═══ Reading text

Loyalty, Lies and Pedophilia: Best Lessons from Penn State
Like many of us, I’ve spent the past week devouring the unfolding child molestation scandal involving Penn State. I’ve also culled what I consider the best ideas and lessons we might draw from this sordid affair that has indicted Sandusky on felony charges, and led to the firing of Joe Paterno, as well as Penn State’s President, and other university administrators. While court proceedings may eventually answer the legal (rather than moral) issues of Guilt vs. Innocence it’s up to you and me to learn from this Category 5 moral disaster.
WHY? Why did apparently good men collude in covering up and inadequately reporting accounts of Sandusky’s molestations? There’s Loyalty and then diffusion of responsibility.

══════

Exercises to complete:
a) Can you print the part of the Penn State piece starting with "WHY? Why did" and going on through "diffusion of responsibility.", word for word?
b) Could you output the records verbatim from their start through the line with "[0,331,175,366]", leaving out the pictures?

═══ Input material

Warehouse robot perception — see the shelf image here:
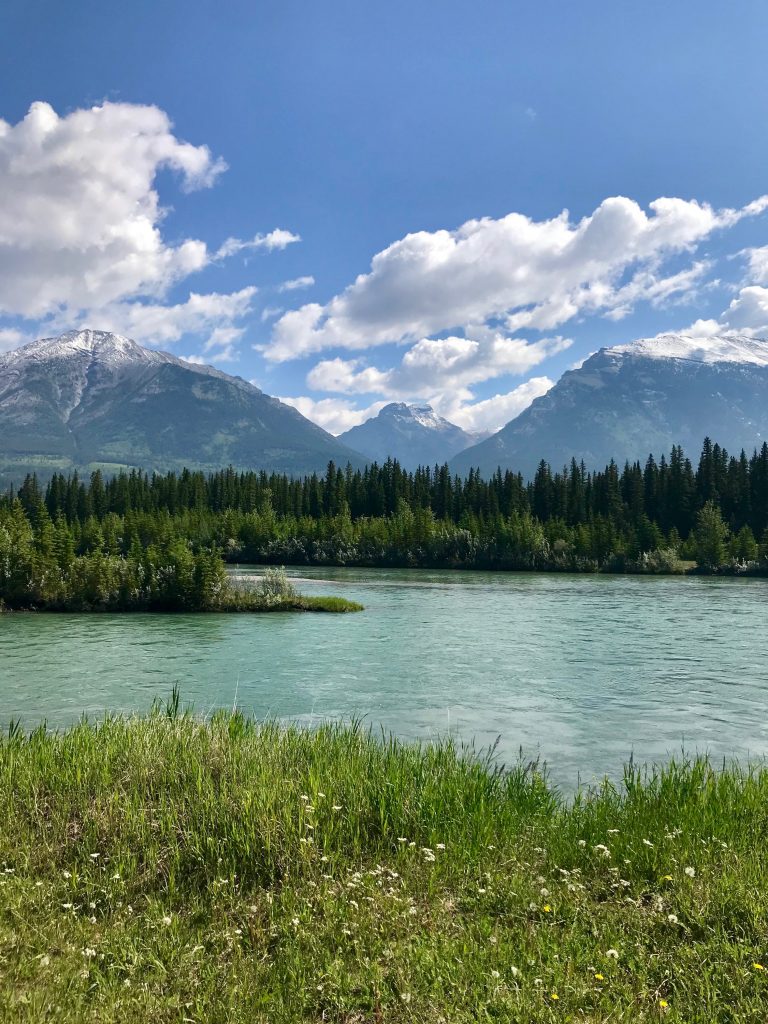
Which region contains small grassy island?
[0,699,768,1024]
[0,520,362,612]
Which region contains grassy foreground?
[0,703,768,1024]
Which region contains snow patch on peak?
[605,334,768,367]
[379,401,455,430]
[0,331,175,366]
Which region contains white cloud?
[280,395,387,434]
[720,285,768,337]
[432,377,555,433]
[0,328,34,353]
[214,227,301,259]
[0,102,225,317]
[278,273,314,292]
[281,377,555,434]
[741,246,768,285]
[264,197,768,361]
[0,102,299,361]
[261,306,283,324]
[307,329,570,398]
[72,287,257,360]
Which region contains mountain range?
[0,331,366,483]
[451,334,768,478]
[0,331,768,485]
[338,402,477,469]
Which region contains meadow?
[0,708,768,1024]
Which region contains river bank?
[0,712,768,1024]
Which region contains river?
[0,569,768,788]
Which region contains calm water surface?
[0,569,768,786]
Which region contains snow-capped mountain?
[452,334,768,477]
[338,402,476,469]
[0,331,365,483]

══════

Task results:
a)
WHY? Why did apparently good men collude in covering up and inadequately reporting accounts of Sandusky’s molestations? There’s Loyalty and then diffusion of responsibility.

b)
Warehouse robot perception — see the shelf image here:
Which region contains small grassy island?
[0,699,768,1024]
[0,520,362,612]
Which region contains grassy foreground?
[0,703,768,1024]
Which region contains snow patch on peak?
[605,334,768,367]
[379,401,455,430]
[0,331,175,366]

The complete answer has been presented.